**やること**
a: 豪ドル/円の相場レポートについて、次の三つの記述が本文と合っているかを「はい」か「いいえ」で判定し、それぞれの決め手となる本文の語句を引用せよ。(i) 14日に豪ドル/円は93.50円台へ下落した。(ii) 豪4-6月期賃金指数は予想を上回った。(iii) 15日の豪ドル/円は95円台で取引を終えた。
b: 豪ドル/円の相場レポートの続きを、最後の見出しの後から書いて示せ。

執筆:外為どっとコム総合研究所 神田 卓也
豪ドル/円チャート(日足)
※レポート内の為替レート・チャートは外為どっとコム「外貨ネクストネオ」を参照
直近1週間のポイント
・米ドル/円につれ高
・中国経済不安で豪ドル安
・RBAは利上げ打ち止めを示唆
・豪賃金が予想を下回る伸び
・豪ドル/米ドル9カ月ぶり安値
「足元の豪ドル/円は94.00円を挟んでもみ合う展開」
米ドル/円が月初来高値を更新して144円台後半へ上昇した10日には豪ドル/円も94.90円台につれ高しましたが、中国の大手不動産開発会社の資金繰り難などから同国の景気下押し懸念が広がる中、14日には93.50円台へと下落しました。15日も豪中銀(RBA)議事録が利上げ打ち止めを示唆する内容だったほか、豪4-6月期賃金指数が予想を下回ったことで豪ドルは軟調。米ドル/円が年初来高値となる145円台後半へ続伸すると94.80円台に強含む場面もありましたが、豪ドル/米ドル相場が9カ月ぶりの安値に沈む中で結局は93円台に押し戻されて取引を終えました。16日の東京市場でも94.00円を挟んでもみ合っています。
「目先の豪ドル/円の注目ポイントは7月雇用統計」

**抜粋データ**

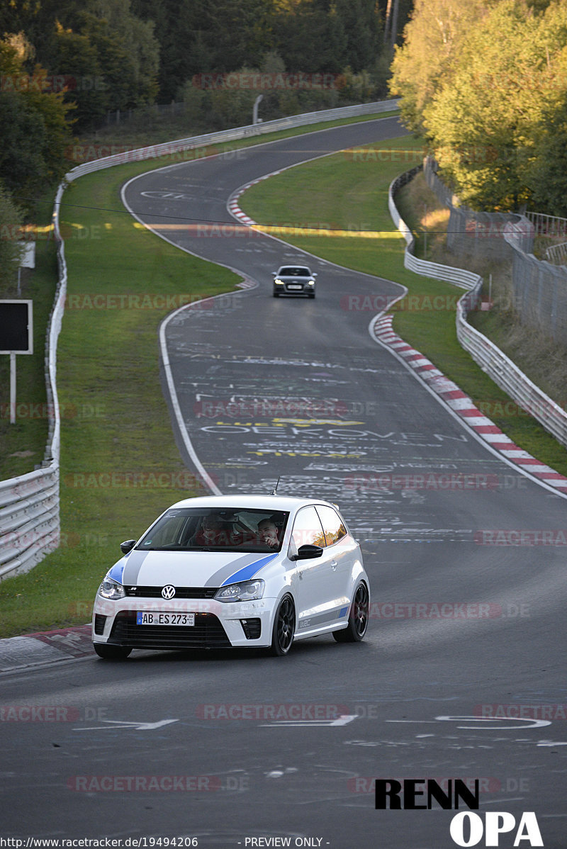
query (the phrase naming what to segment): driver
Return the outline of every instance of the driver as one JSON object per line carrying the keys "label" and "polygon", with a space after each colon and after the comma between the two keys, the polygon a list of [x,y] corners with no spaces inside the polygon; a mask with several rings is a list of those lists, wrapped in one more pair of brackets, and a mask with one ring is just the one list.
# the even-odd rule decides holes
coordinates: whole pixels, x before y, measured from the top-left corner
{"label": "driver", "polygon": [[261,519],[258,522],[258,537],[261,542],[268,545],[271,548],[278,548],[279,546],[278,528],[272,519]]}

**各課題の解答**
a:
(i) はい。「14日には93.50円台へと下落しました」
(ii) いいえ。「豪4-6月期賃金指数が予想を下回った」
(iii) いいえ。「結局は93円台に押し戻されて取引を終えました」

b:
17日に豪7月雇用統計が発表されます。RBAは15日に公表した8月理事会の議事録で、利上げを見送った根拠のひとつとして「労働市場が転換点に差し掛かった可能性を示す初期の兆候が見られる」との見方を示しました。17日の豪7月雇用統計では、これまできわめて好調だった労働市場に軟化の兆しが見られるか要注目です。市場予想は新規雇用者数が1.50万人増、失業率は3.6%となっており、6月(3.93万人増、3.5%)よりもやや弱めの結果が見込まれています。豪7月雇用統計が予想以上に弱いようだと、わずかに残る年内の追加利上げ期待がほぼ萎んでしまう可能性もあるでしょう。ただ、豪金利先物市場が織り込む次回9月理事会の利上げ確率は16日時点で0%となっており、もはや低下余地はありません。豪雇用統計が予想外に強い結果となれば、多少なりとも9月利上げ期待が復活して豪ドル相場の押し上げに繋がりそうです。その他、不動産市況の悪化などから景気低迷への懸念がくすぶる中国の株式・債券・為替市場の動きにも目配りが必要でしょう。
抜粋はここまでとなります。